▶ [Task]: Copy out the lines of the items exactly, starting at the line containing "warship, that would be most helpful." and ending with the last line of the items.

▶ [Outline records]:
------------------------------

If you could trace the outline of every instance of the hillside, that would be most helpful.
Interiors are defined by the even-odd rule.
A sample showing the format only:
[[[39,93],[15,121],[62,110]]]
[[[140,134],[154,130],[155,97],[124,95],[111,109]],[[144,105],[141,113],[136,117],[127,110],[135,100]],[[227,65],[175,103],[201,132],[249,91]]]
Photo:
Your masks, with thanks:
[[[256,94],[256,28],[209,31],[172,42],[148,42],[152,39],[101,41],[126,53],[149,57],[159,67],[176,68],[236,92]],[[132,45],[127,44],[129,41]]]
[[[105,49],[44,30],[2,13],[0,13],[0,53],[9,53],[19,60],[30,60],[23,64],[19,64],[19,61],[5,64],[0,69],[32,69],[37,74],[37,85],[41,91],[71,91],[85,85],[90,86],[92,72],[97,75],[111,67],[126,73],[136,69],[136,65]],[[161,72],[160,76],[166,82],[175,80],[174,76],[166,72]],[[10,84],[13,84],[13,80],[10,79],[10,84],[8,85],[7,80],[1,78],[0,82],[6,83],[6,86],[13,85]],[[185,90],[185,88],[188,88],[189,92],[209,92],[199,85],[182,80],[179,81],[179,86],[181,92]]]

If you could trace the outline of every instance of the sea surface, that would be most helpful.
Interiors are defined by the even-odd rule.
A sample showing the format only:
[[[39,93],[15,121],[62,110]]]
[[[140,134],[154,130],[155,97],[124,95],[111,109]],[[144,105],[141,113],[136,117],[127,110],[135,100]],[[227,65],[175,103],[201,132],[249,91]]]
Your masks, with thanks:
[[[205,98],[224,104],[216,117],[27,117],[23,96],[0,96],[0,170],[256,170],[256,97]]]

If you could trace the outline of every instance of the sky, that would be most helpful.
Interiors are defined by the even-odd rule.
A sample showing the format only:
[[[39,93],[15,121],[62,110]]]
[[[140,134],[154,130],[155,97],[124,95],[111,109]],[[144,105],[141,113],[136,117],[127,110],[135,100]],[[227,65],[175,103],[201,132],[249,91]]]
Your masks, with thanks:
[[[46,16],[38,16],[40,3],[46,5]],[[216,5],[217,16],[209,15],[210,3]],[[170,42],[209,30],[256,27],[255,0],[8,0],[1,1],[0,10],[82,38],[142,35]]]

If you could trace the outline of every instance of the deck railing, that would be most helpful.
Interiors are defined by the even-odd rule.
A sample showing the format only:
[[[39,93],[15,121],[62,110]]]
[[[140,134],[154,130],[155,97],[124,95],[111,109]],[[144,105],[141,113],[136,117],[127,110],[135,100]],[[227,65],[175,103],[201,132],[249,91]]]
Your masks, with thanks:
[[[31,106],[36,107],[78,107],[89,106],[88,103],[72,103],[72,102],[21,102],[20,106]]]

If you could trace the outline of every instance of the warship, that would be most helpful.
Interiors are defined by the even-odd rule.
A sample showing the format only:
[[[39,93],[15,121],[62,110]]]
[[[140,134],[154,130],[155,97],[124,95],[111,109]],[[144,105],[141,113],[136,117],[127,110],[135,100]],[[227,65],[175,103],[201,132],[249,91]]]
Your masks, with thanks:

------------------------------

▶ [Solution to this problem]:
If you could trace the outline of every instance of the warship, that would be most helpful.
Interiors are defined by the even-odd rule.
A sample showing the format only:
[[[39,93],[15,121],[62,110]]]
[[[140,134],[154,130],[155,97],[124,95],[111,109]],[[144,105],[141,113],[136,117],[127,110],[135,100]],[[227,65],[175,103],[201,132],[249,91]]]
Your masks, with thanks:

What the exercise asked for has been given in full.